■ Aim of the exercise ■
Tally the lines in the data below that contain the string "apple" and report only that number. Matching is case-sensitive.

■ Entries drawn from a collection ■
BEGIN

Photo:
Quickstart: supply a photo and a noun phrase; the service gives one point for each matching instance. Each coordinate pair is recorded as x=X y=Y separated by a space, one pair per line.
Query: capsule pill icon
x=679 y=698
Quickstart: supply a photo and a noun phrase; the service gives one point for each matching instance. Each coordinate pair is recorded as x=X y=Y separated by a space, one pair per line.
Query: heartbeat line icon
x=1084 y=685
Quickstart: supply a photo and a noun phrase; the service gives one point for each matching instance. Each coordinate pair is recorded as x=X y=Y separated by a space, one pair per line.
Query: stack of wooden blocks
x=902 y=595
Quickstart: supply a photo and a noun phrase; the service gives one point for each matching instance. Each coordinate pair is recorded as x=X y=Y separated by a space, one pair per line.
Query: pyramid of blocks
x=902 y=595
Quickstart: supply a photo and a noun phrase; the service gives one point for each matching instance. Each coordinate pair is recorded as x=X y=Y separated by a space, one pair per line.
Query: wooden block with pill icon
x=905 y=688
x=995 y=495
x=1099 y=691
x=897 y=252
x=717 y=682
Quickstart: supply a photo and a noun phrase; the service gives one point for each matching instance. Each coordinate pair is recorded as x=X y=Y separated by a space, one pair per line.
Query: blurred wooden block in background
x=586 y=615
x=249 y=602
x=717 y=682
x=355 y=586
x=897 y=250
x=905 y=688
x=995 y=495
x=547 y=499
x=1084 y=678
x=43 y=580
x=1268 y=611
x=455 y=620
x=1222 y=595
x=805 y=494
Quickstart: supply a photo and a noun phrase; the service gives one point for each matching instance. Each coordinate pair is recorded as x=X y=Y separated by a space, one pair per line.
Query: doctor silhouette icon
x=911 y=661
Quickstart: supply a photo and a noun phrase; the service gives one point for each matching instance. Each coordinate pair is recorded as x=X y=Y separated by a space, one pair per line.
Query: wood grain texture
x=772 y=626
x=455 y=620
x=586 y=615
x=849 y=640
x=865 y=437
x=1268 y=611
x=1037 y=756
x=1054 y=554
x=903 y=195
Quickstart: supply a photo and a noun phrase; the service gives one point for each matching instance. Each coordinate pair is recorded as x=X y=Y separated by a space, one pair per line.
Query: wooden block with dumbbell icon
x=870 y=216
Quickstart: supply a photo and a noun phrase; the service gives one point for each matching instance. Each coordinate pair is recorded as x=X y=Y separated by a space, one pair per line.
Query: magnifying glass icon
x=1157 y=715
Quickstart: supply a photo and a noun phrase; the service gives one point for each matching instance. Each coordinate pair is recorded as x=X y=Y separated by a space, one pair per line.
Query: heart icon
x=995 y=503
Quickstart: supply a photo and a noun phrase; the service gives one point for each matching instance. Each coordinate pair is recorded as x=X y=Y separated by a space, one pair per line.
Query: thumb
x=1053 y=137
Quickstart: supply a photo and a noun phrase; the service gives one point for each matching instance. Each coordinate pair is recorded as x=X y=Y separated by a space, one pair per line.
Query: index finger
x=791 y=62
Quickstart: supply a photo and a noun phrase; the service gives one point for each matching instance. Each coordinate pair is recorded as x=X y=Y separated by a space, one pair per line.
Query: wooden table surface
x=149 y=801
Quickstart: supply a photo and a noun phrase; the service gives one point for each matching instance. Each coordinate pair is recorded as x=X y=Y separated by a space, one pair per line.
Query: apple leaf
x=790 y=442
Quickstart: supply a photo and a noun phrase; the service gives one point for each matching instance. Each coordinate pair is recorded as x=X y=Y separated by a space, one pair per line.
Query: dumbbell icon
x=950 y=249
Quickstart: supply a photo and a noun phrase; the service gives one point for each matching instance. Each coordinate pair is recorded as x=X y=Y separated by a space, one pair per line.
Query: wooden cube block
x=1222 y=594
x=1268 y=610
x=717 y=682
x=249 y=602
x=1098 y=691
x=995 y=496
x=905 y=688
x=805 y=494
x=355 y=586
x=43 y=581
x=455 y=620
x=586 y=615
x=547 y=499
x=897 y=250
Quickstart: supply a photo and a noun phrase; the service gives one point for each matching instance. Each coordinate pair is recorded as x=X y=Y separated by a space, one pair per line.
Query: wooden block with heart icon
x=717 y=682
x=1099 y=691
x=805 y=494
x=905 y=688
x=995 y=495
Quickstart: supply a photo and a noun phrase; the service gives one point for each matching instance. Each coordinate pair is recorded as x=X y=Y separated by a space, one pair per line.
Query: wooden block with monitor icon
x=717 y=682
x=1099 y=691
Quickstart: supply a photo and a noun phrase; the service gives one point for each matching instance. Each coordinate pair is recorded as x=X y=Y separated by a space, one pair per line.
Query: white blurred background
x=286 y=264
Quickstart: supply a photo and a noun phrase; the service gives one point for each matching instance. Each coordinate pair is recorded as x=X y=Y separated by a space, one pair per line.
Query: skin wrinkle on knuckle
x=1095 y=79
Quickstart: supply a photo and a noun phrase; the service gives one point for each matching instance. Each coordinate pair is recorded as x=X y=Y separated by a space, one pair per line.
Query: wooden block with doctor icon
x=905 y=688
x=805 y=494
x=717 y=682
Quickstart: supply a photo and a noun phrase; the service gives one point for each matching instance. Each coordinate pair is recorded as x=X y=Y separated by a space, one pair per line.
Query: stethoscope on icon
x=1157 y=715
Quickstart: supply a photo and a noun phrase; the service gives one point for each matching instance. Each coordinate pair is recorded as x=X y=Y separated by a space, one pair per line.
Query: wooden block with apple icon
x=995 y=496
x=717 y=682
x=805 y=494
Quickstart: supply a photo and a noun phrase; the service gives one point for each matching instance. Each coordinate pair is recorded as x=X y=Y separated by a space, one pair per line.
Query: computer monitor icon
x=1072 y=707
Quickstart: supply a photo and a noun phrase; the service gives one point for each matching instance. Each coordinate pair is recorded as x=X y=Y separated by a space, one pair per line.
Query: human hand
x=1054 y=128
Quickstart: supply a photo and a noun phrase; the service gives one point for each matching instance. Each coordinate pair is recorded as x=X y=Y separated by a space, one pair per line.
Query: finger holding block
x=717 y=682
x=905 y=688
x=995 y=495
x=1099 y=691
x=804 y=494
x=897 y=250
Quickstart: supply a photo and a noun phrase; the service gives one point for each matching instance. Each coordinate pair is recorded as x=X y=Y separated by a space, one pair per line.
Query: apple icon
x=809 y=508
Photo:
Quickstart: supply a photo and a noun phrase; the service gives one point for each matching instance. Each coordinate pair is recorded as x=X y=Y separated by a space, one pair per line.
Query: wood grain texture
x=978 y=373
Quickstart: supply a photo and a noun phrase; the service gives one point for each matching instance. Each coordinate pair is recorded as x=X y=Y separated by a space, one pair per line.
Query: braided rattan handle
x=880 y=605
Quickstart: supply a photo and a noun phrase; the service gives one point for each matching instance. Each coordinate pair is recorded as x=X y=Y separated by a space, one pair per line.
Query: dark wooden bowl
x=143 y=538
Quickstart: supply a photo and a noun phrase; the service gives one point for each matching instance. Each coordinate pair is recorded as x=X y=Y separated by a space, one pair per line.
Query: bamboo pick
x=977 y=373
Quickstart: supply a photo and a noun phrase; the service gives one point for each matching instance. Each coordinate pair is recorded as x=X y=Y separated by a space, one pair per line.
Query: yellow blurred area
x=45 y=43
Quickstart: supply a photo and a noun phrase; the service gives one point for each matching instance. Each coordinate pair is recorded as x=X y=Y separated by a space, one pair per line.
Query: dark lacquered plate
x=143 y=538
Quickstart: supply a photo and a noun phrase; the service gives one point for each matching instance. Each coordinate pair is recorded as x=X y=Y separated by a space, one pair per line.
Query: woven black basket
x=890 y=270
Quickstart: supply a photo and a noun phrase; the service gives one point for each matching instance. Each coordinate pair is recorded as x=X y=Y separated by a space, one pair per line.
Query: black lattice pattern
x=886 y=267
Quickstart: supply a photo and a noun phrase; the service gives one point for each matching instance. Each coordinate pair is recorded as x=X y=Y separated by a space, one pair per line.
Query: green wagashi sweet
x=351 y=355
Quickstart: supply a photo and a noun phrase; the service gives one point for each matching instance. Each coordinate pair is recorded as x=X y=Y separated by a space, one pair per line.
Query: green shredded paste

END

■ Solution to the problem ■
3